• [TEXTE PROPOSÉ]
Dans un autre cadre un participant du mouvement de cette époque plus
pessimiste encore considérait que ces chansons ne faisaient écho à
rien et qu’en toute logique il n’en restait plus rien.
Le
refoulement et l’oubli ont été alimentés par la défaite et les
désillusions des prolétaires. Le trauma des guerres coloniales est
toujours présent et la vaste analyse à faire sur le sujet est
susceptible de briser la liturgie commémorative du 25 avril ou
de faire fuir le touriste qu’on évitera de faire passer pour un
néocolon. Le livre de R.V sachons lui concéder au moins cela, part
du « bas » et n'évite pas l’importance de la question
coloniale, de la répression et du soulèvement des prolétaires
noirs des pays colonisés par le Portugal et donc de ces
répercussions sur son territoire.

• [DONNÉES FOURNIES]
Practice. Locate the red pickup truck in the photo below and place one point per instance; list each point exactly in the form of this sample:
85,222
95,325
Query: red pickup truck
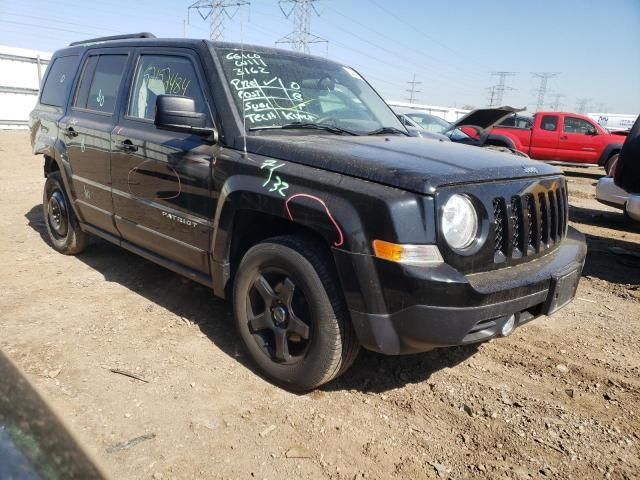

• [CONSIGNE] Pouvez-vous extraire du texte sur la mémoire des guerres coloniales le passage qui va de « Dans un autre » à « sur son territoire. » ? Cette liste n'est d'aucune utilité ici.

• [RÉPONSE ATTENDUE]
Dans un autre cadre un participant du mouvement de cette époque plus
pessimiste encore considérait que ces chansons ne faisaient écho à
rien et qu’en toute logique il n’en restait plus rien.
Le
refoulement et l’oubli ont été alimentés par la défaite et les
désillusions des prolétaires. Le trauma des guerres coloniales est
toujours présent et la vaste analyse à faire sur le sujet est
susceptible de briser la liturgie commémorative du 25 avril ou
de faire fuir le touriste qu’on évitera de faire passer pour un
néocolon. Le livre de R.V sachons lui concéder au moins cela, part
du « bas » et n'évite pas l’importance de la question
coloniale, de la répression et du soulèvement des prolétaires
noirs des pays colonisés par le Portugal et donc de ces
répercussions sur son territoire.